━━━ EXTRACTED MATERIAL
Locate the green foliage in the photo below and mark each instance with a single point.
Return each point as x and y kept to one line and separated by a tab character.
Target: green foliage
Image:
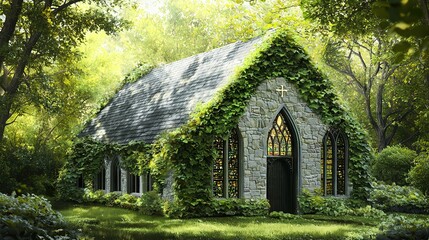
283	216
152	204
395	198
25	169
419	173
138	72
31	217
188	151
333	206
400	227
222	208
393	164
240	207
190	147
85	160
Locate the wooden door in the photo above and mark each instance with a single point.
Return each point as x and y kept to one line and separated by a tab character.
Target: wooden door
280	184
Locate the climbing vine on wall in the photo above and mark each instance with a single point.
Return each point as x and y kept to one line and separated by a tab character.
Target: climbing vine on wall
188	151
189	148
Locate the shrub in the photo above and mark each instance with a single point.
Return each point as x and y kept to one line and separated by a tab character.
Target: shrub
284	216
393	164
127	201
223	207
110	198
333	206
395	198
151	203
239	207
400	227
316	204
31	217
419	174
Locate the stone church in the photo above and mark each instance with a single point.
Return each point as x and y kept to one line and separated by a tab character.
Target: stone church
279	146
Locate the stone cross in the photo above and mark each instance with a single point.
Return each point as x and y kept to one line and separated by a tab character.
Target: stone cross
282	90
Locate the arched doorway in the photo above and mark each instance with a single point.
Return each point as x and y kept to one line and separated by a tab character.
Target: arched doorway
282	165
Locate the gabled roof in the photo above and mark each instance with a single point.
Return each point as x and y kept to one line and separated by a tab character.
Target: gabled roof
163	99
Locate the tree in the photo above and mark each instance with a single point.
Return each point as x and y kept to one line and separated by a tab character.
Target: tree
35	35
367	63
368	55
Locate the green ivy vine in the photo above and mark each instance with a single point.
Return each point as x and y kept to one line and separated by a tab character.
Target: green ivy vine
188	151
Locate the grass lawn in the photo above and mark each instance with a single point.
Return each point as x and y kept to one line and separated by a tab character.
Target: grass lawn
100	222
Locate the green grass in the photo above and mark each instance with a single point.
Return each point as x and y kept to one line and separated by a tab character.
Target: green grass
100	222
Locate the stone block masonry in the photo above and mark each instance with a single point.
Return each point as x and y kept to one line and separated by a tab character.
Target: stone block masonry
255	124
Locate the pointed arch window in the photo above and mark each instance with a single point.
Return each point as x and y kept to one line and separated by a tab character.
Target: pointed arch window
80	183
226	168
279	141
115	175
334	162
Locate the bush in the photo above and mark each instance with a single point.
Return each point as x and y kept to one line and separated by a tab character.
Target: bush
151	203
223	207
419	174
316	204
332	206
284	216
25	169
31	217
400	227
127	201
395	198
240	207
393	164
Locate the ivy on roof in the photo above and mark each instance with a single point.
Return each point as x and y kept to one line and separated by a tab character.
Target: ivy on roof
━━━━━━
DIRECTIONS - Rewrite everything from the line containing "Locate the ivy" through the end of the entries, substituting "chimney" for every "roof" and leaving all else unchanged.

CORRECT ANSWER -
Locate the ivy on chimney in the photo above and mark each instance with a single point.
Return each point as x and y kept to one line and separated by a tab character.
Target: ivy on chimney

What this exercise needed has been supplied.